[DATA IN THIS EXERCISE]

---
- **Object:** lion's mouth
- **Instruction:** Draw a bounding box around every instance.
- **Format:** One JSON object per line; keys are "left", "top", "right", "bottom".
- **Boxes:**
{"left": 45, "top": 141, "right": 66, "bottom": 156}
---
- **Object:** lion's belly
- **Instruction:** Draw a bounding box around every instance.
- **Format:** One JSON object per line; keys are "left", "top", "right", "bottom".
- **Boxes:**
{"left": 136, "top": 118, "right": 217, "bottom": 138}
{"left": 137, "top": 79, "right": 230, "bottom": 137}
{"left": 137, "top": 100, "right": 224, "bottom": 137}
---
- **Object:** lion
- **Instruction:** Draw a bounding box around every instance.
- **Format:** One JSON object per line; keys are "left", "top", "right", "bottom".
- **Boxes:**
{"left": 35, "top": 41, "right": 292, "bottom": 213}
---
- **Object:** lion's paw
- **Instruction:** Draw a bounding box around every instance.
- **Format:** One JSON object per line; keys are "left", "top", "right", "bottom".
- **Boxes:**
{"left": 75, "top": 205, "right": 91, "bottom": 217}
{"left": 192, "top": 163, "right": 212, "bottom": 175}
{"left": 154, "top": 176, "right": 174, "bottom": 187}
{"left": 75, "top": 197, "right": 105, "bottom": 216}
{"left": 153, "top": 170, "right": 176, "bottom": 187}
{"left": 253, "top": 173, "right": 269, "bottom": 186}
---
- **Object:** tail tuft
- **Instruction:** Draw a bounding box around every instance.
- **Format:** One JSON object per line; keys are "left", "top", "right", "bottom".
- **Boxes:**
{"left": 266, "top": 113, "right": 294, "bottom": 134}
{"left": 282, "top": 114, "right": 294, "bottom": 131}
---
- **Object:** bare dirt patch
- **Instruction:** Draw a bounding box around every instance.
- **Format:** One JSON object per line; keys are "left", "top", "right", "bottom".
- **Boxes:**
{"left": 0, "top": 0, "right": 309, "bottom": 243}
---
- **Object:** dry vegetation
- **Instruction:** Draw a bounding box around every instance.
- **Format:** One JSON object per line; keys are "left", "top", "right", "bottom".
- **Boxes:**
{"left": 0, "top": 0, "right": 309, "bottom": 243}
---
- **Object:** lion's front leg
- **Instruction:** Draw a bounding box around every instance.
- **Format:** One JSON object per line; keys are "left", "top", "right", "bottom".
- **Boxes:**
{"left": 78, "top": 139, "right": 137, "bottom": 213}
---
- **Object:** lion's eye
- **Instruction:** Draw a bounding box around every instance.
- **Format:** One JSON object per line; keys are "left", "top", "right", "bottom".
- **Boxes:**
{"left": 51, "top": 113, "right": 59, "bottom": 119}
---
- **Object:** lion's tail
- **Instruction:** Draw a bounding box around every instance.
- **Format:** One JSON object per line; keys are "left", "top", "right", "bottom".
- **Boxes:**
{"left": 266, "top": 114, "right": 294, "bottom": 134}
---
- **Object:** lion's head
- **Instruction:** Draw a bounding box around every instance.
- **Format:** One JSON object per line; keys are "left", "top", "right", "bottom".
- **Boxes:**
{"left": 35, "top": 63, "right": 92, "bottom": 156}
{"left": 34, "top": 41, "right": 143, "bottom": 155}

[/DATA IN THIS EXERCISE]
[DATA IN THIS EXERCISE]

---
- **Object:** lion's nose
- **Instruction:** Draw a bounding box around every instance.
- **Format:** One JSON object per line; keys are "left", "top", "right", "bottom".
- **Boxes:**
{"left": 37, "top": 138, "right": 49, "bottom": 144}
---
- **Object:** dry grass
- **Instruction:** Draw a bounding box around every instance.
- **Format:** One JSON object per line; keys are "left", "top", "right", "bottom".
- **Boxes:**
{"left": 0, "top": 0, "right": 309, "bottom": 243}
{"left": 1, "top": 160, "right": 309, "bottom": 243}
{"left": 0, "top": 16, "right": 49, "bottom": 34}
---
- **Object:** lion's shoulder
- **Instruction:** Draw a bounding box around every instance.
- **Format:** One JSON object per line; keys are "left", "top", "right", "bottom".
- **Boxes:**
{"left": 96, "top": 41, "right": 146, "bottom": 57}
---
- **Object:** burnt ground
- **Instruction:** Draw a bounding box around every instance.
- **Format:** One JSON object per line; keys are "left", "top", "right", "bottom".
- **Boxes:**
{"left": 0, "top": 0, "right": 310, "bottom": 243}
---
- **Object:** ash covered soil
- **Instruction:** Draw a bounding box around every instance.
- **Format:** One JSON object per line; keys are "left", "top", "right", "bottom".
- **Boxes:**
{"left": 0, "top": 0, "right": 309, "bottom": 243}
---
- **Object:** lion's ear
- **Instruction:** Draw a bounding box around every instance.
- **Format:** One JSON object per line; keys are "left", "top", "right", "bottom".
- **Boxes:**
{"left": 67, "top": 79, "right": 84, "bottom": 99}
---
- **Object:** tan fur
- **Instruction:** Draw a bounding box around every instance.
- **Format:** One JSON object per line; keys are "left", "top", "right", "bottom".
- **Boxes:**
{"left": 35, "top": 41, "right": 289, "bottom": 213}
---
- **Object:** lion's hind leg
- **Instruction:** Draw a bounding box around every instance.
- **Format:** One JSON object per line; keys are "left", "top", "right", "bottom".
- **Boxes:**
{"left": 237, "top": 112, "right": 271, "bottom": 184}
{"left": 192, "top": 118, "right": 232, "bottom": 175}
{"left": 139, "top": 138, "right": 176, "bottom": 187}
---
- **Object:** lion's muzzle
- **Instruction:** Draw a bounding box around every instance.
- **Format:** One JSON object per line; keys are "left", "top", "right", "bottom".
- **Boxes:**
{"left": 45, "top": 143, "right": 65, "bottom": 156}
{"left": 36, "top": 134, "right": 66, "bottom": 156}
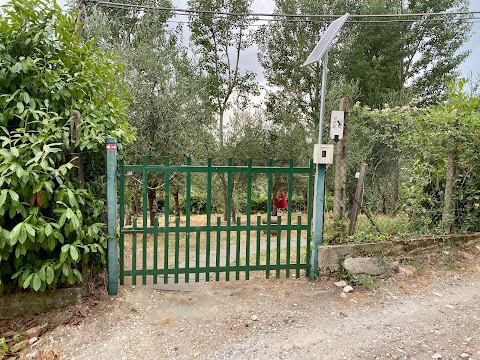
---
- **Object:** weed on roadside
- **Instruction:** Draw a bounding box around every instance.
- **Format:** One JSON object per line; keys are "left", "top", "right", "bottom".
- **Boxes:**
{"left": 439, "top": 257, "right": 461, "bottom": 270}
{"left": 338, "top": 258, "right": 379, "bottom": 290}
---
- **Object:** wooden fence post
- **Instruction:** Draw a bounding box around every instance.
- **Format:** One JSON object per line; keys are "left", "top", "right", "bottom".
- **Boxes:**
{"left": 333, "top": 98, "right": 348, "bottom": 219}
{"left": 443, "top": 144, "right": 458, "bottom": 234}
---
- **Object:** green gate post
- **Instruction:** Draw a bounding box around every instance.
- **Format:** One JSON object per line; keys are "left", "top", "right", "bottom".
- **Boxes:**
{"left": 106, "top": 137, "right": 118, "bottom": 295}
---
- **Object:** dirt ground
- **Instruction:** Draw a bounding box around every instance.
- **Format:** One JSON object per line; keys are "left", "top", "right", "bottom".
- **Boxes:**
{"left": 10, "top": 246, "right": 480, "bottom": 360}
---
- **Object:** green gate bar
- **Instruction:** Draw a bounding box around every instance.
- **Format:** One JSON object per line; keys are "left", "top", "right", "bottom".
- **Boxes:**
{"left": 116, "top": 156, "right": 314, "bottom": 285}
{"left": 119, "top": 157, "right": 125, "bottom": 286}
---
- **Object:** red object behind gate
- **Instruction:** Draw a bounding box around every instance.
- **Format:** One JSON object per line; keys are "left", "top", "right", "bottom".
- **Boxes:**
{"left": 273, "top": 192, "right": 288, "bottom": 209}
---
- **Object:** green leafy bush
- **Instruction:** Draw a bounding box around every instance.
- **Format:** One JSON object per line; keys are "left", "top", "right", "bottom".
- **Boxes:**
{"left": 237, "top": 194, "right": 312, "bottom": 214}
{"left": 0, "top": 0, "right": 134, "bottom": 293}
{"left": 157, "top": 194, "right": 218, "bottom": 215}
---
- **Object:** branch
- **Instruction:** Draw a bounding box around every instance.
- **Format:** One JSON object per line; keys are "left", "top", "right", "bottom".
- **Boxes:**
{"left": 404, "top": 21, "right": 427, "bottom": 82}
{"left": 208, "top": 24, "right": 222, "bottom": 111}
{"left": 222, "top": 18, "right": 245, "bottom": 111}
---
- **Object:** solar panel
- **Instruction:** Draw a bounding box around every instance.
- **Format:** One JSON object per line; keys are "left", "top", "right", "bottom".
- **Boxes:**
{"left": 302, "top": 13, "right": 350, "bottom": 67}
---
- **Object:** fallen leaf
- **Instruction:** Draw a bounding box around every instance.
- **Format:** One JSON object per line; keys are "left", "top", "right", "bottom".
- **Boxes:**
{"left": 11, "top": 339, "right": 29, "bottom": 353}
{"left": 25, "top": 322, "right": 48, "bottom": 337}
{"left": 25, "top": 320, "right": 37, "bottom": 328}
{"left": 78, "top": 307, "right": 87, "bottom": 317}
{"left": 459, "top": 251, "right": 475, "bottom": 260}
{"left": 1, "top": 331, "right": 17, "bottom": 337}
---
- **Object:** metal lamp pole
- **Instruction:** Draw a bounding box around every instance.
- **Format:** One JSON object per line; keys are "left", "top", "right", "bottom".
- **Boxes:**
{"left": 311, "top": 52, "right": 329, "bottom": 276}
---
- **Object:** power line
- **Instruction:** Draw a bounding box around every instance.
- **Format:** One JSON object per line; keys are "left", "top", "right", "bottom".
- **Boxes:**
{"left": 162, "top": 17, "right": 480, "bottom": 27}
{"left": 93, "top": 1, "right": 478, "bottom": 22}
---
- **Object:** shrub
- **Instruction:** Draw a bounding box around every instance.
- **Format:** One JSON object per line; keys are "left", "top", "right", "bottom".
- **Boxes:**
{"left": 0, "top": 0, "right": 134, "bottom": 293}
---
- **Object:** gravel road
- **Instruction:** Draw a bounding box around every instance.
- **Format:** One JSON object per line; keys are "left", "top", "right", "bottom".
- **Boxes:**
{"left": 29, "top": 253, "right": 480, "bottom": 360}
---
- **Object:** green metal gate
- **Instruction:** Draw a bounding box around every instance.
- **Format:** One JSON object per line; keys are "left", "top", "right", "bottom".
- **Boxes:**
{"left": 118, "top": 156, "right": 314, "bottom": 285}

[/DATA IN THIS EXERCISE]
[DATA IN THIS EXERCISE]

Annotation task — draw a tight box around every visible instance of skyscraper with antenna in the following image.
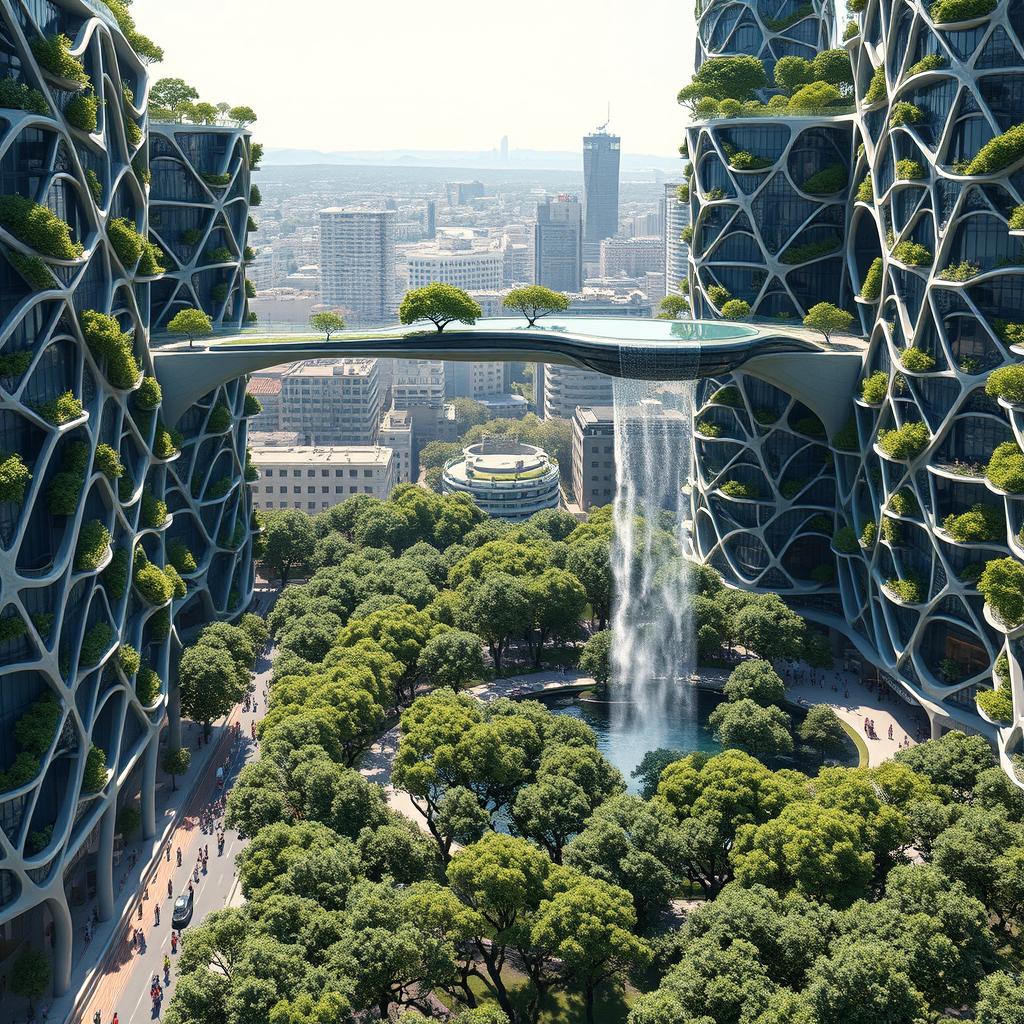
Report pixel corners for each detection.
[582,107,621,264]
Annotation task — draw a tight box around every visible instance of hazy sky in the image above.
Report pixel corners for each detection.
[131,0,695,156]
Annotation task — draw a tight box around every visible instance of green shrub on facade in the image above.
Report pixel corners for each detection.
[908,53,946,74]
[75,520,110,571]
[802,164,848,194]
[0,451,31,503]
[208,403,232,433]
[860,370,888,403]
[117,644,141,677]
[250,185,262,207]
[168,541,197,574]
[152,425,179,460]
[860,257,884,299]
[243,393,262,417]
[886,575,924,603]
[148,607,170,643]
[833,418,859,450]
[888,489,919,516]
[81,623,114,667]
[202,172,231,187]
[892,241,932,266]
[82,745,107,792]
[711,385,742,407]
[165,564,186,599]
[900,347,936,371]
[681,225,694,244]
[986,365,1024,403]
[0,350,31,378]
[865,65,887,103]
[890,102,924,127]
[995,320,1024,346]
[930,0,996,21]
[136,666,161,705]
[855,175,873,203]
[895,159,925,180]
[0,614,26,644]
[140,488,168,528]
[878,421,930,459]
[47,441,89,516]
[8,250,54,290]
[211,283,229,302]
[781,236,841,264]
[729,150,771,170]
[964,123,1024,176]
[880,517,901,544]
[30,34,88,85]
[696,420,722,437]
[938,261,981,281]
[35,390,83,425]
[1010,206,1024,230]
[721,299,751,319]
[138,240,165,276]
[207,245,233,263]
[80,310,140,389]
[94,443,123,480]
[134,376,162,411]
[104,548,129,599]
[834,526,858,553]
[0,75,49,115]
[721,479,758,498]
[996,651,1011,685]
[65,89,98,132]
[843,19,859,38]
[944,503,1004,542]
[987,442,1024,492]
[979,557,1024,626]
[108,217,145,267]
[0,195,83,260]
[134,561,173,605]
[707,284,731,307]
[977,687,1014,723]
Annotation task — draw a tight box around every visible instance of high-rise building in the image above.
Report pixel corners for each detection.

[/DATA IN THIS EXERCISE]

WHAT IS NEEDED:
For this exercise, copy every line of the data that holds "ground".

TASK ANSWER:
- **Object:** burnt ground
- **Object:** dirt ground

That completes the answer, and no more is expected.